> Descrição da tarefa:
Informe, reproduzindo-as integralmente, todas as linhas dos dados abaixo em que aparece a palavra "black", levando em conta a diferença entre maiúsculas e minúsculas.

> Conjunto de dados:
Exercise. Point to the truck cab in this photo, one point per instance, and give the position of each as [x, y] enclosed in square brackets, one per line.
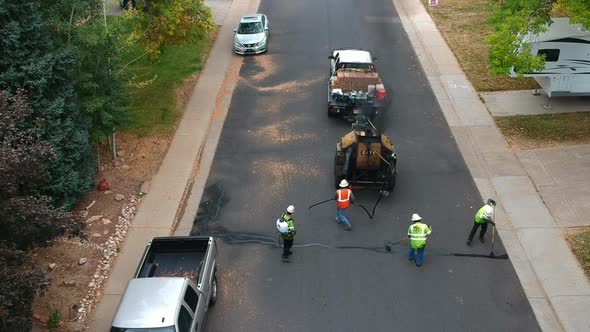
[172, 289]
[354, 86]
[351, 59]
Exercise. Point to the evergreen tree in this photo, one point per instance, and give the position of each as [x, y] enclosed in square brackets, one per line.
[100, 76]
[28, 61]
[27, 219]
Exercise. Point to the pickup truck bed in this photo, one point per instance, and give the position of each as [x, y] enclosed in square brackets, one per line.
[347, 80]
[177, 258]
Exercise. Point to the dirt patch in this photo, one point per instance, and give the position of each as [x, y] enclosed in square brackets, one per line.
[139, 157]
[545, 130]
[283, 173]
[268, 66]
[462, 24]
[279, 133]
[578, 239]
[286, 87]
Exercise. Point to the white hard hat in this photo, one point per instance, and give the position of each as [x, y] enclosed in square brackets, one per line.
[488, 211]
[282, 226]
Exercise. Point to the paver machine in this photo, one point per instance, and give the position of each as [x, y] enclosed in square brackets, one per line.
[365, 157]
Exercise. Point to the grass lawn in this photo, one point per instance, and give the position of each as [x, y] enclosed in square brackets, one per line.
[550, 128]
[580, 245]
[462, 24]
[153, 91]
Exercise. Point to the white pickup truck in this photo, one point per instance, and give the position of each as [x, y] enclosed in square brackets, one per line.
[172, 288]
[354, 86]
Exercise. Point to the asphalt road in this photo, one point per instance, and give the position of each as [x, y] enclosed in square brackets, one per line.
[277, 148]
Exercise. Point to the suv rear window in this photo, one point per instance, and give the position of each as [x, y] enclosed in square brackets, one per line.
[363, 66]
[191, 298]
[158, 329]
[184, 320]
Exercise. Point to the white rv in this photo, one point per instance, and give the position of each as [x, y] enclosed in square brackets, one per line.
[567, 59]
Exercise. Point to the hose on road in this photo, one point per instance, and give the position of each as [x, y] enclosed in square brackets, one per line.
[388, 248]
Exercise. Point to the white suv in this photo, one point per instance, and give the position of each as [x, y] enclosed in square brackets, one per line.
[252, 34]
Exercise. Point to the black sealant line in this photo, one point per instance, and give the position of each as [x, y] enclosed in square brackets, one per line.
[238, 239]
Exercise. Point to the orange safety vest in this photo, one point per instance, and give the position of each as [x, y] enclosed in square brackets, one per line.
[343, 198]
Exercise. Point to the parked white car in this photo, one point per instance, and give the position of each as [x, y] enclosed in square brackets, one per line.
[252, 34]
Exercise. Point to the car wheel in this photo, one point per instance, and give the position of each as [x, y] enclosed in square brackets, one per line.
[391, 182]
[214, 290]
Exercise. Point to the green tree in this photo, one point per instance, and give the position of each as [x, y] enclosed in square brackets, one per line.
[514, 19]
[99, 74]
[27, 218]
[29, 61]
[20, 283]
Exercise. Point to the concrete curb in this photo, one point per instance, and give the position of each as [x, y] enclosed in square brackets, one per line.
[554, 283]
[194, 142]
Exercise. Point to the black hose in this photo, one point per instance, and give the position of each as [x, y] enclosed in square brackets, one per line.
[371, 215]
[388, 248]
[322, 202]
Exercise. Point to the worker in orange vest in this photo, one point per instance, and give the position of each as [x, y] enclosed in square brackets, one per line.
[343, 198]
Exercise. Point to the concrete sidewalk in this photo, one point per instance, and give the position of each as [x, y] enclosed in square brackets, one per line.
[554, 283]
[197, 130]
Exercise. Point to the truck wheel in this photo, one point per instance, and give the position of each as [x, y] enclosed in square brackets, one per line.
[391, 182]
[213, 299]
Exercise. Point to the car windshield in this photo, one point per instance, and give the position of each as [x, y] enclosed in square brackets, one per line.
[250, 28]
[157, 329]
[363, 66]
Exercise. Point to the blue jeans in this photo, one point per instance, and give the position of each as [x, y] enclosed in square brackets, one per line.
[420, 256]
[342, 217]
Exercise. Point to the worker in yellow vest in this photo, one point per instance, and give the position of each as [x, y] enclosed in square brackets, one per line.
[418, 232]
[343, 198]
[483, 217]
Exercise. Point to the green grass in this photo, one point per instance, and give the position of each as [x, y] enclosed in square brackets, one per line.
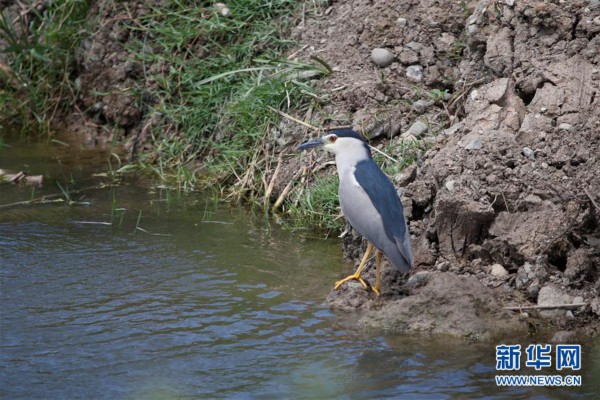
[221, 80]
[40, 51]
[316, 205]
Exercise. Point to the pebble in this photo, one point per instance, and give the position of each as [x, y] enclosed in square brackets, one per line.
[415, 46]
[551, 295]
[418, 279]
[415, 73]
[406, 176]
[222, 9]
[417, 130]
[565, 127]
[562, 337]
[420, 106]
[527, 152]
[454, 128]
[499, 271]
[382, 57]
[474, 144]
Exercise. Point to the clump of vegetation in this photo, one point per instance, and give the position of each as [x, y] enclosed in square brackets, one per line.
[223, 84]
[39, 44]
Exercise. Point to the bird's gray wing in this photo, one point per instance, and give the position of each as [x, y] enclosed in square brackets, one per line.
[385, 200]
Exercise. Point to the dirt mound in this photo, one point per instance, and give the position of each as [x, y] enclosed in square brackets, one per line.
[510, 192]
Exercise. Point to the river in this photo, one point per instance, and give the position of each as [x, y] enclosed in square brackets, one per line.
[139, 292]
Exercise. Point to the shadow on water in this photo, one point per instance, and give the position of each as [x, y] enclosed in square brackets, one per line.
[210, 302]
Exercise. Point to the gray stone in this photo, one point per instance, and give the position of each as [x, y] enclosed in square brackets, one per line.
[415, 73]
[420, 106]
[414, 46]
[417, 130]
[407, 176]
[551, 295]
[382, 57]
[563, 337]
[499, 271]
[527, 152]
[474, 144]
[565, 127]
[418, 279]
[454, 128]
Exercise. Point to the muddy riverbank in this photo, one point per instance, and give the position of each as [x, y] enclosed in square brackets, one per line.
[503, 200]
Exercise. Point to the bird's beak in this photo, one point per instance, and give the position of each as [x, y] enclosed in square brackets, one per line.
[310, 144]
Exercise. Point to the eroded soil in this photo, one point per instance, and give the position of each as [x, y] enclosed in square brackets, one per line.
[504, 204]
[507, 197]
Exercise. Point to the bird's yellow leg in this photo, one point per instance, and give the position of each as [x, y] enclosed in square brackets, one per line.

---

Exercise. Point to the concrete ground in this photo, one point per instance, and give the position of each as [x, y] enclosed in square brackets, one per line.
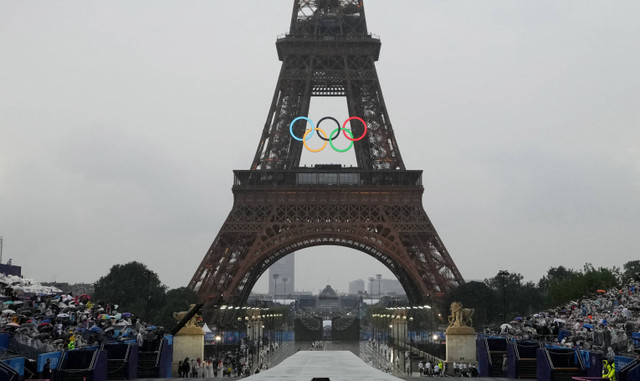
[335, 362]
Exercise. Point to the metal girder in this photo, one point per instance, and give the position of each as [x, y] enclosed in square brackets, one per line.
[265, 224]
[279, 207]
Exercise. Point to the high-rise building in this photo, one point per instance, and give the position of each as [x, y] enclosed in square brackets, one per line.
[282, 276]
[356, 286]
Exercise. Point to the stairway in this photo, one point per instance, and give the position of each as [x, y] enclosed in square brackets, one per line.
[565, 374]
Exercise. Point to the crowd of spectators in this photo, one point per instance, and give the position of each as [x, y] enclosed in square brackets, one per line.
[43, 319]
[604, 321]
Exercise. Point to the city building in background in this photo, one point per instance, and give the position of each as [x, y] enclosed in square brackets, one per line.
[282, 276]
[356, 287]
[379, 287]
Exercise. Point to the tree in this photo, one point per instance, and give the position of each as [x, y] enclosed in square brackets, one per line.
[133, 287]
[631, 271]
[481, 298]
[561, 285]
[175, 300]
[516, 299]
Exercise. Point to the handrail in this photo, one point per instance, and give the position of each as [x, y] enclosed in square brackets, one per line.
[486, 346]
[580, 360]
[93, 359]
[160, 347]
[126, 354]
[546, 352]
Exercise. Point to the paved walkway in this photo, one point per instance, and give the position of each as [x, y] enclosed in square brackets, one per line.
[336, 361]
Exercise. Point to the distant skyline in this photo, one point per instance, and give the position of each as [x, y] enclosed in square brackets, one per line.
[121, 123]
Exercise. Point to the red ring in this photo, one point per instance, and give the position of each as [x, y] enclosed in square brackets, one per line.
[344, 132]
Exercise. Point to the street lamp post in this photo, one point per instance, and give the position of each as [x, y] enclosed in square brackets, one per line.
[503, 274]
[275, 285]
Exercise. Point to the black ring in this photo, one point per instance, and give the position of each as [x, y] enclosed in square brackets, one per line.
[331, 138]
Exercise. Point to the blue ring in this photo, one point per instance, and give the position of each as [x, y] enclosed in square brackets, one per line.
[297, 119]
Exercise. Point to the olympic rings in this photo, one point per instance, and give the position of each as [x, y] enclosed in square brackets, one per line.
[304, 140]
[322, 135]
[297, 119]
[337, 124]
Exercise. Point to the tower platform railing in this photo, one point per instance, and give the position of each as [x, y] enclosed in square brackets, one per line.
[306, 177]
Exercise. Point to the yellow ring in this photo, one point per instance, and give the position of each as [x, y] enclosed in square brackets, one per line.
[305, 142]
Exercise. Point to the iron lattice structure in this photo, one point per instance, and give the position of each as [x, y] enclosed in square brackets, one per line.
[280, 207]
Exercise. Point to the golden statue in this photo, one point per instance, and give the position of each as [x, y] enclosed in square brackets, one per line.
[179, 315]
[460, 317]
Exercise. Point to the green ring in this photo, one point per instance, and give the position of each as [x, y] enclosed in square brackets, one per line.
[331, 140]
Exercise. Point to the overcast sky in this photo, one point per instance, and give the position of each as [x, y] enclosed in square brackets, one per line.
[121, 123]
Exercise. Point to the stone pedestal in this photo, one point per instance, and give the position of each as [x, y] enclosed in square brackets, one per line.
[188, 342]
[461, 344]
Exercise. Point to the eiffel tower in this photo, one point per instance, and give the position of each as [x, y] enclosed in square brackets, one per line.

> Resultado do exercício:
Exercise. Point to the black sealant line in this photo, one point per instance, and give the position of each as [x, y] enclosed in square brackets, one per line.
Exercise. Point to the black hose in this photo, one point per instance, and give the position of each as [x, y] enclosed in square brackets, one per line.
Exercise. Point to the black ring in this photo, one point per instance, and give the position of each as [x, y] enclosed in square brackets, one per line.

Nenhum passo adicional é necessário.